Exercise input START
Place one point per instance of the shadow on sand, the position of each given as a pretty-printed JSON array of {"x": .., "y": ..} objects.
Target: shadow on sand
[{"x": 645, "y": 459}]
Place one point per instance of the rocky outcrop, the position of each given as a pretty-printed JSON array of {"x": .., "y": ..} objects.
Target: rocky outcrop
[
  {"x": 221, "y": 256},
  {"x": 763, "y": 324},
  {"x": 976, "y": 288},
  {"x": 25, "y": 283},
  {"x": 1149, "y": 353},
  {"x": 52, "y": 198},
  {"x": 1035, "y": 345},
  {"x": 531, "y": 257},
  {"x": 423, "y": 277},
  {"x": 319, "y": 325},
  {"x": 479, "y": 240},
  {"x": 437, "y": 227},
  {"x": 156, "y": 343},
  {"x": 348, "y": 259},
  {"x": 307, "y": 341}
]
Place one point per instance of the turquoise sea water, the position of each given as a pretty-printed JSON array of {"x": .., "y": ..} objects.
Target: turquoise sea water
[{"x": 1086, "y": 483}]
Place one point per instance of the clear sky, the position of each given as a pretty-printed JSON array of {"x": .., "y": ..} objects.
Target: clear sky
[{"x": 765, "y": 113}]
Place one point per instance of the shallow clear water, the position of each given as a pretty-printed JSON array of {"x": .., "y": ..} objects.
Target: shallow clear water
Exercise input END
_The task_
Print out, without change, each line from the line holding "Place one point per instance of the turquoise" to the final line of the material.

_Solution to this task_
Place one point per instance of the turquoise sea water, the position of each given as a pretty-printed JSON array of {"x": .., "y": ..} objects.
Target: turquoise sea water
[{"x": 1086, "y": 483}]
Place one point per instance of the clear sky, the position of each given as a pretty-printed JSON array of {"x": .., "y": ..} objects.
Target: clear sky
[{"x": 765, "y": 113}]
Place one point per instance of the shallow clear water, the position of each given as a pretty-printed JSON array of {"x": .., "y": ..} objects.
Target: shallow clear water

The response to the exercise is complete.